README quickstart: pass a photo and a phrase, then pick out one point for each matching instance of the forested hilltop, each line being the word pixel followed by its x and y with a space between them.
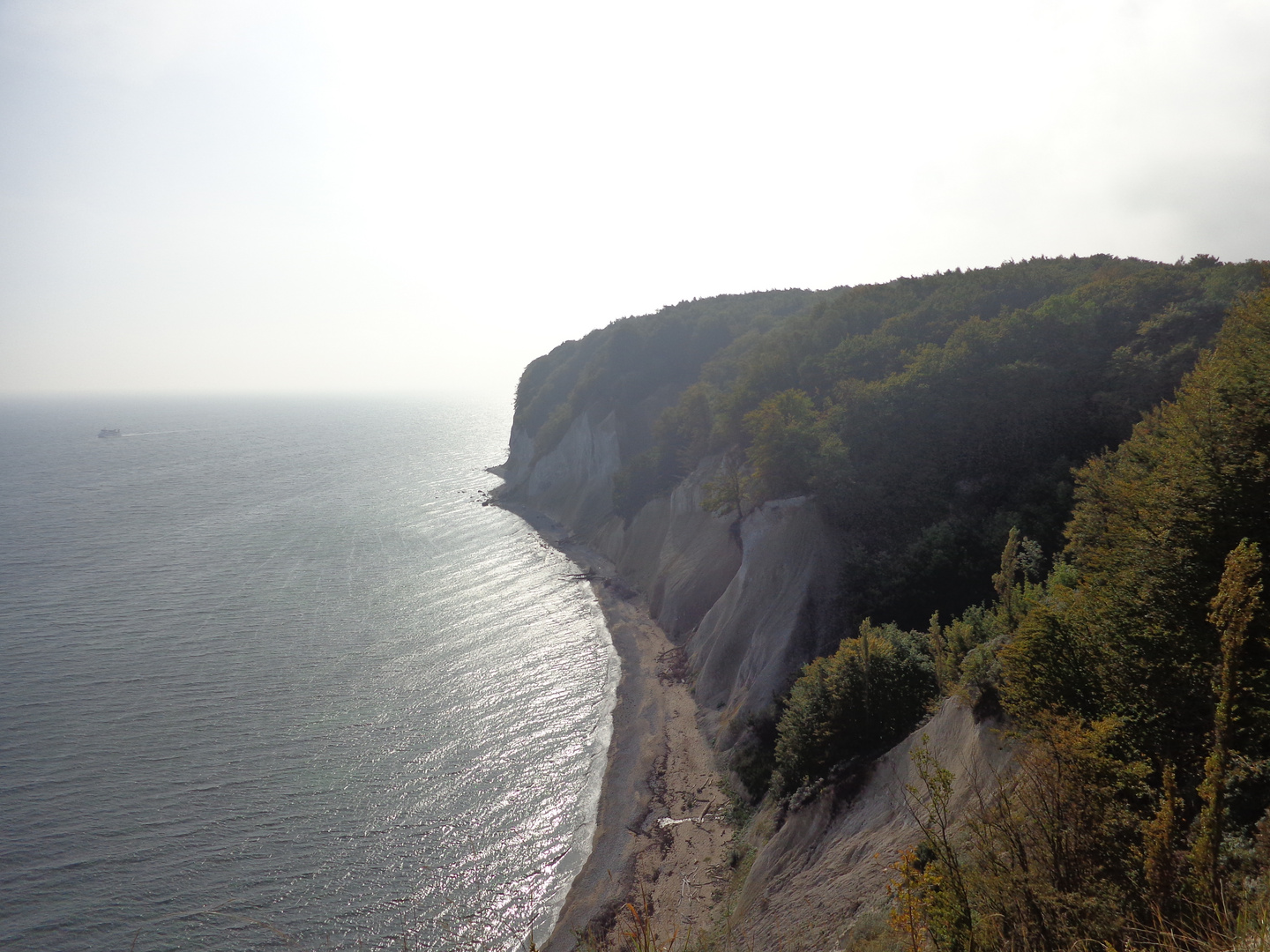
pixel 927 415
pixel 1047 490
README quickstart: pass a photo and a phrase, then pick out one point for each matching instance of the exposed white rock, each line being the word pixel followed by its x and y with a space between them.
pixel 775 616
pixel 833 859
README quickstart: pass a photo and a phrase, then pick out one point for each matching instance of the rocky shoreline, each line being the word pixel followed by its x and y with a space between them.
pixel 661 839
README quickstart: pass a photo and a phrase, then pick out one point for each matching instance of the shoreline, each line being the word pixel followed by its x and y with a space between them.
pixel 661 838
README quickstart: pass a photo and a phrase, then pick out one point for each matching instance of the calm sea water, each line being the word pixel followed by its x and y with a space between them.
pixel 272 677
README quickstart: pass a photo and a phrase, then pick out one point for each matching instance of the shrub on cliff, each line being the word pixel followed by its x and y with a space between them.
pixel 868 695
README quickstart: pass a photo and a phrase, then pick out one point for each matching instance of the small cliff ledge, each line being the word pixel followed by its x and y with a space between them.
pixel 751 599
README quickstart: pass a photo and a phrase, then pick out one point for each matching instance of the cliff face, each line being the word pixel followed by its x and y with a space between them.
pixel 574 482
pixel 752 603
pixel 827 868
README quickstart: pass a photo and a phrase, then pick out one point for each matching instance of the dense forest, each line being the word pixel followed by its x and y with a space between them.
pixel 1053 484
pixel 927 415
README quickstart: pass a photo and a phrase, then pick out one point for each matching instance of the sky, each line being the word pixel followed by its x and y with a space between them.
pixel 303 196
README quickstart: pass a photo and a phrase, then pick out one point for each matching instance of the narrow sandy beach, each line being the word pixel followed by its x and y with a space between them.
pixel 661 834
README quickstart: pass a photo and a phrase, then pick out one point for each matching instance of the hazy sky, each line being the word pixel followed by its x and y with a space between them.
pixel 215 196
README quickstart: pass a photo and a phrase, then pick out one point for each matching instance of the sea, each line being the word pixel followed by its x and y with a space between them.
pixel 274 675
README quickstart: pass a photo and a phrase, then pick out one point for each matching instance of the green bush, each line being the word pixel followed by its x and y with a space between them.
pixel 868 695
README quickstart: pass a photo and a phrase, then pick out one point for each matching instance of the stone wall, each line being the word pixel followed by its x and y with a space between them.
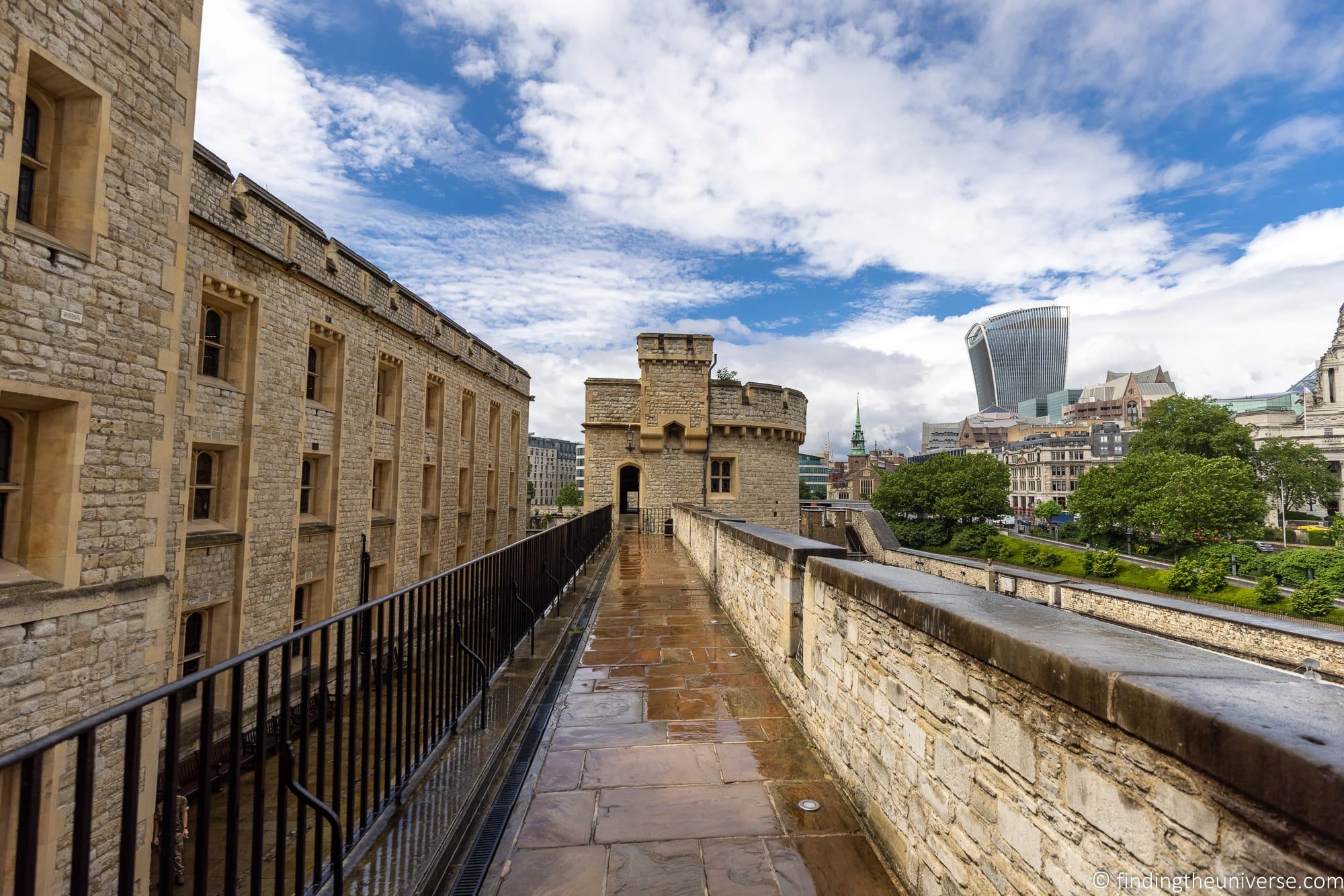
pixel 1279 641
pixel 675 421
pixel 997 746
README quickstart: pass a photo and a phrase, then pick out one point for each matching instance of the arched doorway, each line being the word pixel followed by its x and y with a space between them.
pixel 630 488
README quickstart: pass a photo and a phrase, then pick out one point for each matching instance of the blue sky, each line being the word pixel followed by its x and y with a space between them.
pixel 834 190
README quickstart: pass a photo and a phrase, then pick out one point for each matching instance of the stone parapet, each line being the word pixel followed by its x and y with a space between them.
pixel 995 745
pixel 1279 641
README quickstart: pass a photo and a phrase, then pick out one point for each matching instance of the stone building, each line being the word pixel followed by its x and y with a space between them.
pixel 1046 465
pixel 96 123
pixel 206 404
pixel 553 467
pixel 325 404
pixel 1322 418
pixel 675 435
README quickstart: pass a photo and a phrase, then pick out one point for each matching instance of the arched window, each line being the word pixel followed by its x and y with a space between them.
pixel 6 486
pixel 213 343
pixel 29 173
pixel 306 487
pixel 193 648
pixel 314 374
pixel 204 482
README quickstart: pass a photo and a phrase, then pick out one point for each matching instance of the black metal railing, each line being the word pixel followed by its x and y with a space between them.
pixel 338 715
pixel 657 521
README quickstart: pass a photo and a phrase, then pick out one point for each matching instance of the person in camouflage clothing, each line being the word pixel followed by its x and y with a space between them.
pixel 179 836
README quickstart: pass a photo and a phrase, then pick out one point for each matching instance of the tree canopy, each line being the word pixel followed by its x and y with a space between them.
pixel 958 488
pixel 1186 499
pixel 1193 427
pixel 1295 474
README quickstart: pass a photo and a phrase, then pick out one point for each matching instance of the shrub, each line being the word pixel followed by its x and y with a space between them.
pixel 971 539
pixel 1048 558
pixel 1213 574
pixel 1314 600
pixel 1267 592
pixel 1183 576
pixel 1107 565
pixel 920 534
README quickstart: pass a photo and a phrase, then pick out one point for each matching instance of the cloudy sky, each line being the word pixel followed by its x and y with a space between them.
pixel 835 190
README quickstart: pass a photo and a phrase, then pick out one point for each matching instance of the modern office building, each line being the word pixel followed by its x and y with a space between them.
pixel 940 437
pixel 1034 409
pixel 1057 401
pixel 553 464
pixel 1124 397
pixel 1019 355
pixel 815 471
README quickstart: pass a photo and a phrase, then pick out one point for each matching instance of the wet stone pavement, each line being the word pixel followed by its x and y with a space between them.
pixel 673 766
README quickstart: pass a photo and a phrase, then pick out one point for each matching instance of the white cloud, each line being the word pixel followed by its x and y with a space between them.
pixel 475 65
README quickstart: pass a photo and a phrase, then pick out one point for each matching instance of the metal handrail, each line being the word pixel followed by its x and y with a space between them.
pixel 381 688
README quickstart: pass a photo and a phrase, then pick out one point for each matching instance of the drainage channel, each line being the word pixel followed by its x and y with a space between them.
pixel 471 877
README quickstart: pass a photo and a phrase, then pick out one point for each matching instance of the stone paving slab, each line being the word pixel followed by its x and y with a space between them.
pixel 673 765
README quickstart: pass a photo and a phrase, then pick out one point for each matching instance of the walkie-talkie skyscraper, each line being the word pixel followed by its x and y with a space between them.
pixel 1019 355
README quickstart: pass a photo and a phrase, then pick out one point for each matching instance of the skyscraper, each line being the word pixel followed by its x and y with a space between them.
pixel 1019 355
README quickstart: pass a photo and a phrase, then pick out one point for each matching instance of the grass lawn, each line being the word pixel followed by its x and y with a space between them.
pixel 1144 578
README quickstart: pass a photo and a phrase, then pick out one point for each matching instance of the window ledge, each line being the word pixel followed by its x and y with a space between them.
pixel 41 237
pixel 212 538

-*-*-

Exercise brief —
Word-for-word transcription: the whole listing, with images excluded.

Solution —
README quickstart: pass a photo and a phrase, then pick out one point for each matching instance of the forested hilltop, each line being the word pixel followed by its x and y with a space between them.
pixel 927 415
pixel 1047 490
README quickstart: pass a photo and a phrase, then pick out one point for each matching instance of the exposed white rock, each line being the word pixel followed by its x and y with a space between them.
pixel 775 616
pixel 833 859
README quickstart: pass a photo and a phrase, then pick out one point for each matching instance of the rocky shoreline, each line being the word pixel followed by its x and y with a space between them.
pixel 661 839
README quickstart: pass a photo and a phrase, then pick out one point for each matching instance of the shoreline, each line being the word pixel followed by its x and y with a space between them.
pixel 661 838
README quickstart: pass a photo and a phrase, then pick out one point for each matching instance of the calm sea water, each line being the word pixel followed by its x and y with a space between them.
pixel 272 677
README quickstart: pass a photo and a phrase, then pick out one point for each matching instance of the shrub on cliff, each line being the word pixel followed by its x and y with a space between them.
pixel 868 695
README quickstart: pass a photo and a phrase, then pick out one point for each matching instance of the small cliff ledge, each line being the word pixel followed by its x and y with a space between them.
pixel 751 599
README quickstart: pass a photo and a phrase, then pick out one point for each matching instance of the cliff face, each line being the word pixel followed by its x and y with a space between them.
pixel 574 482
pixel 752 603
pixel 827 868
README quickstart: pass a photo and a phrase, then pick out one point for each matching instance of the dense forest, each line being the word pixel followed by its x and y with a space between them.
pixel 1053 484
pixel 927 415
README quickstart: pass a photo and a phrase, then pick out one point for each matching instance of the sky, each line being the word pixel followed by its x and y with a space between them.
pixel 303 196
README quickstart: pass a photo and a phrase, then pick out one point for each matching instance of the narrow sandy beach, each line being the word pixel followed by its x and y with a space between them.
pixel 661 834
README quickstart: pass a photo and a phrase, then pick out one point for each matching instance of the hazy sky, each line being the word pixel followed by its x and y with a space between them.
pixel 215 196
README quickstart: pass a photo and a phrase, then pick out one point for each matching instance of the sea, each line being the word pixel followed by its x and y with a space between them.
pixel 274 675
README quickstart: pass a photo and a phrase, then pick out one point for each matching instance of the green bush, each line being the word pixel followed by its x and y with a space between them.
pixel 868 695
README quickstart: pass a photo and a phrase, then pick out one point for each matching instance of the stone wall, each line being the word pixel followed by its x and y with a space between them.
pixel 1279 641
pixel 675 421
pixel 997 746
README quickstart: pass a photo and a phrase, then pick out one point for each matching instance of the arched doorway, each line being the word pixel followed by its x and y with a space between them.
pixel 630 488
README quickstart: pass a photo and a phrase, then pick out one point for each matching instance of the blue sky, each line being the word pixel followed by its x and y with a space between them.
pixel 834 190
README quickstart: pass a photo and a phrase, then pick out one point for each matching instance of the stone parapet, each line being the word pixel followed by its x and y with a space between them.
pixel 995 745
pixel 1279 641
README quickstart: pass a photo and a phrase, then pick out one point for each matching instance of the stone building, each line being the word pixel followed by its x and y with a space between them.
pixel 1046 465
pixel 96 123
pixel 206 404
pixel 553 467
pixel 325 404
pixel 1322 418
pixel 675 435
README quickstart: pass a photo and a phrase, then pick out one point for each matching instance of the arched window, each line being the word pixel followed by its x and y with a space between them.
pixel 6 486
pixel 213 343
pixel 29 173
pixel 306 487
pixel 193 648
pixel 314 374
pixel 204 482
README quickstart: pass a photo and a phrase, then pick out one point for each matching instance of the black metal railing, each line being the word pixel followed by its x and y with a space between them.
pixel 338 715
pixel 657 521
README quickstart: pass a photo and a phrase, then pick out one point for each matching instance of the person in camouflage clothing, each line being the word pixel followed by its x and y with a space between them.
pixel 179 836
README quickstart: pass a photo and a phrase, then pick out one point for each matching instance of the tree canopy, each line being the word pixel followed by its x and y with a space between them.
pixel 958 488
pixel 1186 499
pixel 1193 427
pixel 1295 474
README quickstart: pass a photo and a phrase, then pick out one point for each matching instance of the shrub, each line being the word pixel followed by its x and y with a space between them.
pixel 971 539
pixel 1048 558
pixel 1213 574
pixel 1314 600
pixel 1267 592
pixel 1183 576
pixel 1107 565
pixel 920 534
README quickstart: pass a photo and a phrase, then pick out one point for each matching instance of the cloudy sky, each line being the word pixel followed by its x and y with a space between them.
pixel 835 190
README quickstart: pass a photo and a phrase, then pick out one point for each matching instance of the modern office building, each line being the word pixel followed by its x and y with a space between them.
pixel 940 437
pixel 1034 409
pixel 1057 401
pixel 553 464
pixel 1124 397
pixel 1019 355
pixel 815 471
README quickstart: pass a photo and a phrase, then pick out one point for each matching instance of the wet stone pavement, each line being the word pixel followed by its x and y with a space between them.
pixel 673 766
README quickstart: pass a photo and a phrase, then pick out one point for each matching instance of the white cloud, each line being the word pixel followed by its x and y with a space between them.
pixel 475 65
README quickstart: pass a photo and a phrase, then pick out one point for each matching instance of the metal handrail, each line being the word pixel followed by its x and y with a space between them.
pixel 381 688
README quickstart: pass a photo and a phrase, then pick out one point for each matching instance of the drainage channel, each line being the word pixel followed by its x and y with a space between them.
pixel 471 877
README quickstart: pass a photo and a phrase, then pick out one point for each matching instance of the stone paving slab, each line being the word pixel followed by its x and y with a space between them.
pixel 673 765
README quickstart: pass a photo and a phrase, then pick out one point for each matching instance of the walkie-talkie skyscraper, each line being the word pixel followed by its x and y with a space between them.
pixel 1019 355
README quickstart: pass a photo and a phrase, then pick out one point for each matching instance of the skyscraper, each line being the word pixel followed by its x and y with a space between them.
pixel 1019 355
README quickstart: pass a photo and a phrase, then pick out one point for each matching instance of the grass lawn, each line being the word pixel followed by its x and y with a space between them.
pixel 1144 578
README quickstart: pass a photo and a phrase, then pick out one point for each matching instance of the window ledge, each line being the word pixel followed by its x and y with a space between them.
pixel 41 237
pixel 212 538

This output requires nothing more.